Supplied passage
——————————

I was extremely agitated. My pantry was fast losing real estate and I had more stuff to put in it. For one thing, my package of chestnut flour had just arrived and I had bought buckwheat flour a few days earlier (I can read the “Hungry” hubby’s mind: “How many types of flour do you need anyway?” A lot. )
A result of attending too many cooking classes is the inevitable desire to nest in the kitchen – which means reorganizing the pantry different countless ways and finding “efficient use” of counter space (I hate cluttered counters). Ironic, that another by-product of said cooking classes is the purchase of a “few” essential gadgets and ingredients that are surely indispensable in my culinary studies (sounds like a masters degree, yes?) – but the nagging question was – where to put all these new things?
Gaaah! I stared so infuriatingly at the ugly white “box” that was somehow preventing me from grouping my sugars together below my shelf of flours. What do I really need the microwave for anyway? Reheating rice? Melting butter? I use it for making a quick melted pita-mozzarella snack mostly.

——————————

Listed records
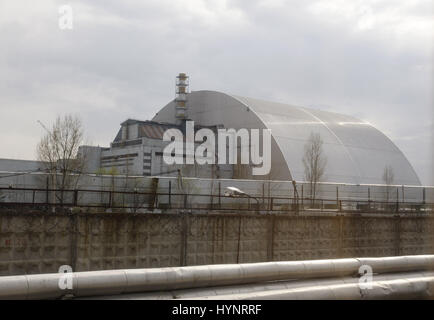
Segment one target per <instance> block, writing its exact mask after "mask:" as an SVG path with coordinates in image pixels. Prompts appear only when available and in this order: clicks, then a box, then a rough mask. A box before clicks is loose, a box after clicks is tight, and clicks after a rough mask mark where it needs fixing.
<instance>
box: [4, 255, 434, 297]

——————————

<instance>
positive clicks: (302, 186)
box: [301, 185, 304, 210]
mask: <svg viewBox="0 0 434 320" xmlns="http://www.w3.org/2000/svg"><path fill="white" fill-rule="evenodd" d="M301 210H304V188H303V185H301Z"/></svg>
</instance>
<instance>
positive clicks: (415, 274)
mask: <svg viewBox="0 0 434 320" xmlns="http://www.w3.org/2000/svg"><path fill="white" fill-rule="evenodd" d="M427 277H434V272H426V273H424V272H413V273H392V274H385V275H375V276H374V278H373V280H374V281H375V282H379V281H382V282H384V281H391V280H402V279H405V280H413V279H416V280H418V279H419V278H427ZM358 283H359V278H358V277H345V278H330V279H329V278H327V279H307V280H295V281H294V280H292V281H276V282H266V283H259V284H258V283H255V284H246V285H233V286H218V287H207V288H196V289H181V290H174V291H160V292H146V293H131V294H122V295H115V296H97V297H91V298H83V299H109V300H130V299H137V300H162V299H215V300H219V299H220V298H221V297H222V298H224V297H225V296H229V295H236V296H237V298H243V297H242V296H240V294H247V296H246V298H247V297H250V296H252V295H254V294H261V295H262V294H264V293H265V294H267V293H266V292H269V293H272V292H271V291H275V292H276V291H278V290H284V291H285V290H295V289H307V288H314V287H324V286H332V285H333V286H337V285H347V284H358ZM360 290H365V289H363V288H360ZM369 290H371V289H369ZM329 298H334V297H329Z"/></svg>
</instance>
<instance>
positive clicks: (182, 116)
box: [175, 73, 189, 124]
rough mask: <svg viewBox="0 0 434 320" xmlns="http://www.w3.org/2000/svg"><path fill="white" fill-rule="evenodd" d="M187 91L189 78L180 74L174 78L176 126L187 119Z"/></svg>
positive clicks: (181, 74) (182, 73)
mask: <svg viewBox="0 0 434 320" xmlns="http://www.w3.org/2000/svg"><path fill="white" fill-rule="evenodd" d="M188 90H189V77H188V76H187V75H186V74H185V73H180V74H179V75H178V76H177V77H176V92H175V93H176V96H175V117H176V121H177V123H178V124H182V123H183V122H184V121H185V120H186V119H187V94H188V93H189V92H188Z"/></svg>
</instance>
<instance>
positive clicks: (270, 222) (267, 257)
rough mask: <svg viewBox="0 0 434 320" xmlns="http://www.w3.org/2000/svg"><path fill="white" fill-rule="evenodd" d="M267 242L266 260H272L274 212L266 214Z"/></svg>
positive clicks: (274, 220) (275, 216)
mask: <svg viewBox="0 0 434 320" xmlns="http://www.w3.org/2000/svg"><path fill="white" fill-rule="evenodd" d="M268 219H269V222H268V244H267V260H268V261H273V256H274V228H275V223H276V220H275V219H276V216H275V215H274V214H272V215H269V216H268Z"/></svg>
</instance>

——————————

Task
Extend the piece about the crowded pantry, picking up after its last sentence. The entries come from a different source than the text.

Answer below
HH had already added an extra shelf to the pantry the week I was in San Francisco. Little did he know that the extra space he had created for me had a short shelf-life (pun intended).
As I struggled to move my chocolates around, two boxes of cupcake liners fell on my head!
“#@^!*?#!” I yelped as my hands flew to my temple where the boxes hit.
I picked up the offending boxes and raised both my brows, “Hm didn’t know I had those. Nice.”
HH came by to check how I was doing. I declared to him that we needed to move to a new house with a bigger pantry.
“Do we really need the microwave?” he asked.
“I can move it to the utility room”
“Are you sure?”
I weighed the pros and cons.
Easy rice reheating or more storeroom space?
Heck, more space of course!
So he moved that monstrosity from the pantry and suddenly, I had more room to sort out my baking items! Such bliss it was to finally align my flours and my sugars on separate shelves and with room to spare! How about that?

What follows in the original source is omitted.